Saturday Morning Brain Drain

It's a pity what happened to Cousin Mattie. HE USED TO BE SUCH AN INTERESTING PERSON

Abandon Hope, All Ye Who Enter

Yes, strap yourselves in, because you are about to embark on a trip through your Cousin Mattie’s fit of media madness.

What I watched:

I cannot tell you how much I love the series “A Very [fill in the bank] Scandal.” Each miniseries is three 1-hour episodes and they all are to be savored. This latest one is “A Very Royal Scandal,” which is about Prince Andrew’s catastrophic “Newsnight” interview on the BBC. Prince Andrew is played by Michael Sheen, the Man of 1,000 Faces.

The one before this was “
Watch A Very British Scandal | Prime Video – Amazon.com
” featuring the divorce between the Duke of Argyll (Paul Bettany) and his wife (Claire Foy, perhaps best known as QEII in the first two seasons of “The Crown.”) And then before that was “A Very English Scandal,” featuring Hugh Grant as Jeremy Thorpe, the leader of the Liberal Party in the 1960s–1970s, and my new boyfriend, Ben Whishaw…oh, Google it yourself, but Hugh Grant gives the performance of his career.

Starring Golden Globe-nominated actor Hugh Grant and based on a true story, “A Very English Scandal” tells the story of Jeremy Thorpe, a member of Parliament who, in 1979, was tried and later acquitted of conspiring to murder his ex-lover, Norman Scott. Beginning in the 1960s, Thorpe is the leader {etc.]

Have I ever gifted you all with this?

These guys have about a dozen shorts like this but this is my favorite.

I’ve been singing this a lot:

because we are a couple of slugs. We have left “Hawaii 5-0” because my boyfriend, Danny “Danno” Williams, left. We drifted over to “Murder, She Wrote,” because we couldn’t be more lame. Guest stars a-go-go. Including a very young Kristy McNichol who’s on the rodeo circuit in Manitoba (I think; somewhere in western Canada) and a very young Megan Mullally (the funny one from “Will & Grace”) who lives in the deep South somewhere. What I never remembered about “M,SW” is that most episodes weren’t set in Cabot Cove, so it wasn’t really like New England’s Mogadishu. Jess took the teaching job at NYU (eye roll) and she traveled out to LA a few times to oversee how her best-selling books are being transferred to the big and the little screens. Also, she has approximately 500 nieces and nephews (Kristy McNichol and Megan Mullally being just two of them), and it was guest star (“star”) paradise. In one episode she visits an “old friend” (oh yes, there are plenty of those) Juliet Prowse in Paris. Back in New York she sticks her nose into the business of a shady Italian restaurant owned by Sonny Bono.

### INFORMATION PROVIDED
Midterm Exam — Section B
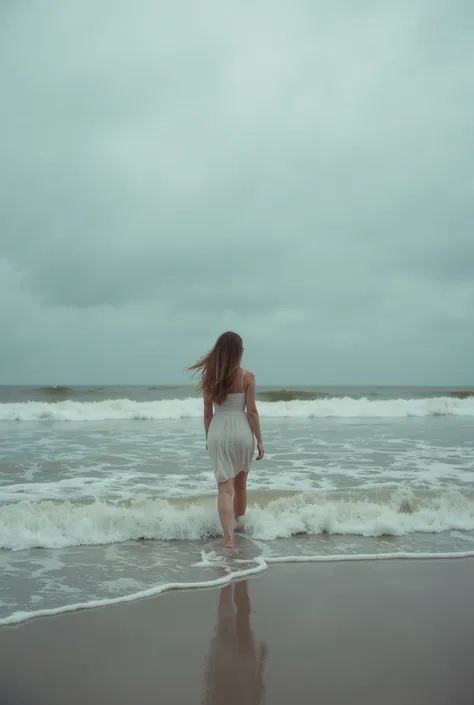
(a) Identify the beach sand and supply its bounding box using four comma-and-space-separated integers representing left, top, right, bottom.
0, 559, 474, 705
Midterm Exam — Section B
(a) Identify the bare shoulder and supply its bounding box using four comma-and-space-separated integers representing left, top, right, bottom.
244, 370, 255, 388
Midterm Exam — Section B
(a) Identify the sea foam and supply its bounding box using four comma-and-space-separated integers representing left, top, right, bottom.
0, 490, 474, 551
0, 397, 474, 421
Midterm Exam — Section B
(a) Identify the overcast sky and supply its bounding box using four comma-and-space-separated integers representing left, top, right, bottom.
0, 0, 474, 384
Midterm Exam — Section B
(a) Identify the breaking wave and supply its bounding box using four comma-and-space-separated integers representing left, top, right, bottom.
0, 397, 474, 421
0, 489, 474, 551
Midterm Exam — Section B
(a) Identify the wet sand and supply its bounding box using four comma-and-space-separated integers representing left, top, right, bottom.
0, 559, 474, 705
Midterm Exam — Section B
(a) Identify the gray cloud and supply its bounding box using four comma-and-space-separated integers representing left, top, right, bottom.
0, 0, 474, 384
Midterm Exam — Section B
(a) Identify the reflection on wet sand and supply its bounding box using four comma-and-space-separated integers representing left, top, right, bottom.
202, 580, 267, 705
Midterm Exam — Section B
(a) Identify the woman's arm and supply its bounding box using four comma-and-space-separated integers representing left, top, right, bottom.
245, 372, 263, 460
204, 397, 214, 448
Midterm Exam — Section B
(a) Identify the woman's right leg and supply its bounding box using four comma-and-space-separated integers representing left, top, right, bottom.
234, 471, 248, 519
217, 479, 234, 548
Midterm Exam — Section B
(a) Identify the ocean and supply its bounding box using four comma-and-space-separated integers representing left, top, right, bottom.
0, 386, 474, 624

==

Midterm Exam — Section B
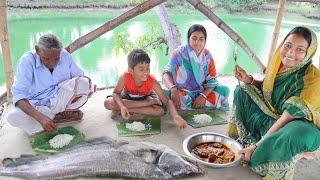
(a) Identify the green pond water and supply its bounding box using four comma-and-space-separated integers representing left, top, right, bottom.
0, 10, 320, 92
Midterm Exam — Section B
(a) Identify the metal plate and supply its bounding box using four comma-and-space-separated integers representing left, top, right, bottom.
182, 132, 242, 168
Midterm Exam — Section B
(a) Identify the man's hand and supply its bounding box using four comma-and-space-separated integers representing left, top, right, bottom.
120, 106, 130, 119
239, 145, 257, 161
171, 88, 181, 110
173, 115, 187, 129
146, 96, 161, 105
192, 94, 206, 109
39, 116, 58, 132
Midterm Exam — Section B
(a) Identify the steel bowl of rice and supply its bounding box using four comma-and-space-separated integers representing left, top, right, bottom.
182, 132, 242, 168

### THE PROBLEM
In the Saturday Morning Brain Drain post, which actor plays Prince Andrew in "A Very Royal Scandal"?

### WRITTEN RESPONSE
Michael Sheen